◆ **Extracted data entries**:
● ● ●

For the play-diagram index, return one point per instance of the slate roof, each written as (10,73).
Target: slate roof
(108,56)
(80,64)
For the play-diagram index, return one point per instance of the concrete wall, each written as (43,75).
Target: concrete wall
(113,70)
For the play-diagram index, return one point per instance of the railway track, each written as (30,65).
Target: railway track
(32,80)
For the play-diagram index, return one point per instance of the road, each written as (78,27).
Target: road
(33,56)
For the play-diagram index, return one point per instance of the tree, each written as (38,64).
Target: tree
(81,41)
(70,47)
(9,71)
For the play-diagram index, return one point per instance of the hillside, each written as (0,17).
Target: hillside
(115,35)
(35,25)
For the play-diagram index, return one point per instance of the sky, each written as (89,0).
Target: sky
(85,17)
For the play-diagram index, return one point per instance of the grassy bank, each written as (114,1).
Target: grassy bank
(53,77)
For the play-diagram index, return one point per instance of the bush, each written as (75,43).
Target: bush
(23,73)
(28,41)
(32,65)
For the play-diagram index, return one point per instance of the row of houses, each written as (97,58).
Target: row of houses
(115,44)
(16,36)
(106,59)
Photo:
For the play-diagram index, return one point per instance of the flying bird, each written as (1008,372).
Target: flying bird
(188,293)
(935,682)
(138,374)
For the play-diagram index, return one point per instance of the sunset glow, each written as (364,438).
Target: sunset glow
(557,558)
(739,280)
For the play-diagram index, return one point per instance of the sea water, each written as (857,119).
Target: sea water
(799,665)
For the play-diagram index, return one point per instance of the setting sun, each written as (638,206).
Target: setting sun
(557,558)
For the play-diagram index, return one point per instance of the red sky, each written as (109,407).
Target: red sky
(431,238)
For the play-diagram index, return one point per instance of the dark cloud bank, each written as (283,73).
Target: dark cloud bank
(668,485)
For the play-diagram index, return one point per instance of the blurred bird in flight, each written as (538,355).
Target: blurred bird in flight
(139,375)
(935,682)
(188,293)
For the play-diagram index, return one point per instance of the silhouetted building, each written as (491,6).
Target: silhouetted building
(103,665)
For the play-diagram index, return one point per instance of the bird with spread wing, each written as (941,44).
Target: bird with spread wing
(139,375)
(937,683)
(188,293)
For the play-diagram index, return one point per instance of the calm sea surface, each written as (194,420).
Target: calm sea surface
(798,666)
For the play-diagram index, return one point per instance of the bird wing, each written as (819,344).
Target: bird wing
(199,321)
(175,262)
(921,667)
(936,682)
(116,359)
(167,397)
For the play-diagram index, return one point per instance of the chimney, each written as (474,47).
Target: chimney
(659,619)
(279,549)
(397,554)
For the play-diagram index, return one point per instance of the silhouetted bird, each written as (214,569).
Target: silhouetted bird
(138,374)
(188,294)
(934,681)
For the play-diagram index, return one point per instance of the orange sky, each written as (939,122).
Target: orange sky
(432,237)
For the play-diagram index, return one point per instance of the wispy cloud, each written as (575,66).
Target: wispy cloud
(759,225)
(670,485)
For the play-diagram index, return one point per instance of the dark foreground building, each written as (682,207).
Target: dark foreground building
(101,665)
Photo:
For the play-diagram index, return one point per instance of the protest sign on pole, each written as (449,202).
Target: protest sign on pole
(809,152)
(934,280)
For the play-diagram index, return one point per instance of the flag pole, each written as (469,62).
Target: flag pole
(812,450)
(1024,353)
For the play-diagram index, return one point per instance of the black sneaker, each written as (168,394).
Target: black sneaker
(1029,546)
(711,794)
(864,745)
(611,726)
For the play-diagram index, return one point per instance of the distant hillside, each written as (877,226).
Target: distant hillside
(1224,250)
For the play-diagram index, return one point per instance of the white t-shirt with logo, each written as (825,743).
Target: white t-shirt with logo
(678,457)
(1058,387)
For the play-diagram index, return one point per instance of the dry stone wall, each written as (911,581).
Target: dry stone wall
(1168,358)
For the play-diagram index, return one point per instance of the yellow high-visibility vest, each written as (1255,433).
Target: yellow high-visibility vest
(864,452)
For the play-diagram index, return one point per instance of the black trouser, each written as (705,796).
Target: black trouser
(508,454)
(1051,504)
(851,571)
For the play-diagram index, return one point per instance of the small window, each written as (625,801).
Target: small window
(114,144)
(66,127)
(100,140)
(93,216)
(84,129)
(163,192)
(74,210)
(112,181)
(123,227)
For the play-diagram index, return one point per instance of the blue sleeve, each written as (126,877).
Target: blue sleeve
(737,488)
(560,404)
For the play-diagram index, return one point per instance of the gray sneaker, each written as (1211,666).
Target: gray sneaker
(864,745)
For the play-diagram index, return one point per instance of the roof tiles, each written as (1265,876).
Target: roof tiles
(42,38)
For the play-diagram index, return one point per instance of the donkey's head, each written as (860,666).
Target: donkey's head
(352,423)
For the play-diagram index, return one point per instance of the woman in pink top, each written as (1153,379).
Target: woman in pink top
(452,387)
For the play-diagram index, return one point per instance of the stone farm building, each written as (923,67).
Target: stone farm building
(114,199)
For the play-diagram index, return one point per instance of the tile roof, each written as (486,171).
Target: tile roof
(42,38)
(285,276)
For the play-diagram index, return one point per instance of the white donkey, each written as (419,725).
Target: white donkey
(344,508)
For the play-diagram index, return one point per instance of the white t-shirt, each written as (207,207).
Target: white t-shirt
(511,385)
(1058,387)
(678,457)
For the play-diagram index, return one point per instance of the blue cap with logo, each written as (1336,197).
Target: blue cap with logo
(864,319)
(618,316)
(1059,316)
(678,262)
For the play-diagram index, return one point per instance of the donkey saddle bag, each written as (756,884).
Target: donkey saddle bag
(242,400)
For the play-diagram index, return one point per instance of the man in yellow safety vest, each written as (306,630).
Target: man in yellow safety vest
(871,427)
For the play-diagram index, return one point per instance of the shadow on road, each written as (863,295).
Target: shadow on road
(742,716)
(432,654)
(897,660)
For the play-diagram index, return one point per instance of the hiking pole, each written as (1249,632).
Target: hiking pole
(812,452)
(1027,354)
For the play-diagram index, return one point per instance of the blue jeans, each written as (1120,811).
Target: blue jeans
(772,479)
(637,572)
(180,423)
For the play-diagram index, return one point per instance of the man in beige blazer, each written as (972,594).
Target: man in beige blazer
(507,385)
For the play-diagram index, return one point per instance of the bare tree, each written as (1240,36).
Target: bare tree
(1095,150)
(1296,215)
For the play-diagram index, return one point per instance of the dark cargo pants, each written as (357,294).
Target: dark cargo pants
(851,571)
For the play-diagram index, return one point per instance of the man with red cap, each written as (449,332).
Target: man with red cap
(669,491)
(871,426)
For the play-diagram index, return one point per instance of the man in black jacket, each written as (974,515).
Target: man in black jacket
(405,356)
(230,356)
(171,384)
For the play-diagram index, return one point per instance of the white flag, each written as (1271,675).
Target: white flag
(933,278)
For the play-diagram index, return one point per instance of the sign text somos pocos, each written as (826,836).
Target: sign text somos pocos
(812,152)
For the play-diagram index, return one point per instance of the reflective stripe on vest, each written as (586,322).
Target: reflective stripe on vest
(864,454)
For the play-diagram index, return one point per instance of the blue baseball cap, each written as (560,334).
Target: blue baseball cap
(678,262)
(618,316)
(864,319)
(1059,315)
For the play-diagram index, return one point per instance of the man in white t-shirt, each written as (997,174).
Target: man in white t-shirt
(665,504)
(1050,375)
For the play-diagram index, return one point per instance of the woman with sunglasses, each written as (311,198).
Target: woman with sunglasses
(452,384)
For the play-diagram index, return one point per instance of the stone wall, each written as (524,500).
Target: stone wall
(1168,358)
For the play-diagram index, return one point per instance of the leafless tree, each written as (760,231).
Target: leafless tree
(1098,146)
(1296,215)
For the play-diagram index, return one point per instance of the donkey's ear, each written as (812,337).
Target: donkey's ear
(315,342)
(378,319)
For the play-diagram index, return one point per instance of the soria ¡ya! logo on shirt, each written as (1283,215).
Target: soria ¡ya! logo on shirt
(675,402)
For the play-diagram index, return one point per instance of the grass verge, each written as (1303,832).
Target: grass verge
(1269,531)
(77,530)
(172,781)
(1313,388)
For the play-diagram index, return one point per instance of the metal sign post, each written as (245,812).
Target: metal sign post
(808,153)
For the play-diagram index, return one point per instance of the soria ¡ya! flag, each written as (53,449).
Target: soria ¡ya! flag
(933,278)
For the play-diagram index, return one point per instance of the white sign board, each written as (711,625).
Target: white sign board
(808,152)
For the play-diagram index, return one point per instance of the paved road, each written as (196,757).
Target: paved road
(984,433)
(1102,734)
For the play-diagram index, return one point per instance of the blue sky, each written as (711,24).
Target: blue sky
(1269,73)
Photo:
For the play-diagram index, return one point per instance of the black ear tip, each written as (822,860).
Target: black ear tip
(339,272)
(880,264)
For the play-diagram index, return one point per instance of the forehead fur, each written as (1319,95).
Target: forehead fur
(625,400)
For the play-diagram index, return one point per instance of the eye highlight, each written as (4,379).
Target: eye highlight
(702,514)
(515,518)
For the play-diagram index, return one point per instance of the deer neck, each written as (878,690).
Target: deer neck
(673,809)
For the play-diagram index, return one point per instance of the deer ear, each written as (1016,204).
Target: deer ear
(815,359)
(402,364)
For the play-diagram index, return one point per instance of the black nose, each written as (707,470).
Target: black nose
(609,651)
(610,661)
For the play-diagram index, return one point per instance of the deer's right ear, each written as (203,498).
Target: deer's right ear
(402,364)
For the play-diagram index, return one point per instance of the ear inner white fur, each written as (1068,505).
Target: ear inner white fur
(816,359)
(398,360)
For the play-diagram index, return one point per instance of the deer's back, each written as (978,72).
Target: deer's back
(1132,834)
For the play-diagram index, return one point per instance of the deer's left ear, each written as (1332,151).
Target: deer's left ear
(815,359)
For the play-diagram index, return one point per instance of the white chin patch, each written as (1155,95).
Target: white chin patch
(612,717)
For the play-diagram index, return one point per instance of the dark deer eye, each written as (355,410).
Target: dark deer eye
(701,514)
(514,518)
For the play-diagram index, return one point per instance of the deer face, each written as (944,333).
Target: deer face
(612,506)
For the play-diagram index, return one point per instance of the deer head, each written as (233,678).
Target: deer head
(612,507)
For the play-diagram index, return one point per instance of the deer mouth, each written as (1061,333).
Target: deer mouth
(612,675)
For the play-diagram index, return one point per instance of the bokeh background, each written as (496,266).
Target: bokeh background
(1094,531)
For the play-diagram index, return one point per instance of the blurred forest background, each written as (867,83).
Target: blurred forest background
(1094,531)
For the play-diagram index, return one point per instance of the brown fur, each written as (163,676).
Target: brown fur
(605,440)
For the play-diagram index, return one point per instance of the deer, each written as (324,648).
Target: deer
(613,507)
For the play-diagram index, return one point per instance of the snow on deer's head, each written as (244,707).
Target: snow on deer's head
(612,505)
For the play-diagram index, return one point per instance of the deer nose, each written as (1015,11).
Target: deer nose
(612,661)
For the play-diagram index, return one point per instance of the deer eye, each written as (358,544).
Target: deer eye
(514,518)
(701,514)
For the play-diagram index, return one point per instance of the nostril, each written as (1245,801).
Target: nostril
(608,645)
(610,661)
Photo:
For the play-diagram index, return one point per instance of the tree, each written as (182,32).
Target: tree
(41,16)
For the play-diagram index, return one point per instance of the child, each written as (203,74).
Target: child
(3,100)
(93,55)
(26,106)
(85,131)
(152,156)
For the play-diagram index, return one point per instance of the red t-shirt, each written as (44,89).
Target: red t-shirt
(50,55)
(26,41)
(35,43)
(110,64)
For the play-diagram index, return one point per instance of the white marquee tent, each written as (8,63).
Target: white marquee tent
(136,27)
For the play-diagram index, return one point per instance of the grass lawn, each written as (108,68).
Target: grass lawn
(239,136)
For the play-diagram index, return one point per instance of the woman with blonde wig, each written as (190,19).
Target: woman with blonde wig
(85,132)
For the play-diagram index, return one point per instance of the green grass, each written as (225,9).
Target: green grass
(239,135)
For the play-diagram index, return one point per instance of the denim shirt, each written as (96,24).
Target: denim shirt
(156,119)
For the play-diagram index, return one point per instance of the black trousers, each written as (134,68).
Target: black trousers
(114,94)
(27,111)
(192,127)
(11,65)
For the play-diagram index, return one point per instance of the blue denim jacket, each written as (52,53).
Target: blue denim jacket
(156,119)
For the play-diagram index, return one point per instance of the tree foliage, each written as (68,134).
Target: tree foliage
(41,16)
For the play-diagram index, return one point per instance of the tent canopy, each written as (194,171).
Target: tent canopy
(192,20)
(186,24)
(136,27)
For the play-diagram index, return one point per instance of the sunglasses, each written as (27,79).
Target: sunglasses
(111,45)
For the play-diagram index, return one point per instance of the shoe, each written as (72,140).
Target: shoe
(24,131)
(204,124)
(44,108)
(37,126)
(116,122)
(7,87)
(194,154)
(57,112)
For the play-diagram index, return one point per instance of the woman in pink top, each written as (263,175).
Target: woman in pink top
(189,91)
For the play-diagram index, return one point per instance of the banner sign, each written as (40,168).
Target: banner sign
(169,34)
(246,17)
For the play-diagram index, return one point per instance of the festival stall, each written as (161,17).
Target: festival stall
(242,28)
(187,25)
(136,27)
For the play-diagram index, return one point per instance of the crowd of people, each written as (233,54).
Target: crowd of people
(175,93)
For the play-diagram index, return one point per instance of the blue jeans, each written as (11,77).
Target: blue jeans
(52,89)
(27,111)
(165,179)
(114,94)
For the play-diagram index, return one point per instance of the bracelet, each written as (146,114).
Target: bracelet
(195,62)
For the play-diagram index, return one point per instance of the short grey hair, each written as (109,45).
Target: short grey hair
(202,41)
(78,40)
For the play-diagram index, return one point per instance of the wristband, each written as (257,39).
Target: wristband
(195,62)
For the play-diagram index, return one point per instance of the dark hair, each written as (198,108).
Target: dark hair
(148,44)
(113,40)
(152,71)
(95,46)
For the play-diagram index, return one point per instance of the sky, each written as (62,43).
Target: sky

● ● ●

◆ **WORK TO COMPLETE**: Keep only the lines from the one containing "written as (27,79)." to the end of the entries, and repeat them exactly.

◆ **OUTPUT**:
For the play-diagram index, return one point per instance of the sunglasses, each written as (27,79).
Target: sunglasses
(111,45)
For the play-diagram index, return one point per instance of the shoe, each written as (72,140).
Target: shoe
(24,131)
(204,124)
(44,108)
(37,126)
(116,122)
(7,87)
(194,154)
(57,112)
For the play-diagram index, return one point per instance of the woman in pink top, each written as (263,175).
Target: woman in pink top
(189,91)
For the play-diagram index, return one point per instance of the banner sign, each written as (40,168).
Target: banner sign
(169,34)
(246,17)
For the play-diagram index, return one point per instance of the festival stall, each written as (161,17).
Target: festival stall
(242,28)
(187,25)
(136,27)
For the play-diagram index, return one point per instance of the crowd of people, each written as (233,54).
Target: crowd of people
(175,93)
For the play-diagram index, return one point per instance of the blue jeans, each written as (11,77).
Target: blue jeans
(52,89)
(27,111)
(165,179)
(114,94)
For the play-diagram index, return one point per instance of the bracelet, each written as (146,114).
Target: bracelet
(195,62)
For the play-diagram index, return one point per instance of the short grey hair, each written as (109,45).
Target: short grey hair
(202,41)
(78,40)
For the play-diagram index, return one point per instance of the wristband, each written as (257,39).
Target: wristband
(195,62)
For the play-diagram index, return one point per instance of the dark hair, each written as (198,108).
Target: dark hair
(148,44)
(113,40)
(152,71)
(95,46)
For the play-diagram index, return one point per instance of the sky, each written as (62,43).
Target: sky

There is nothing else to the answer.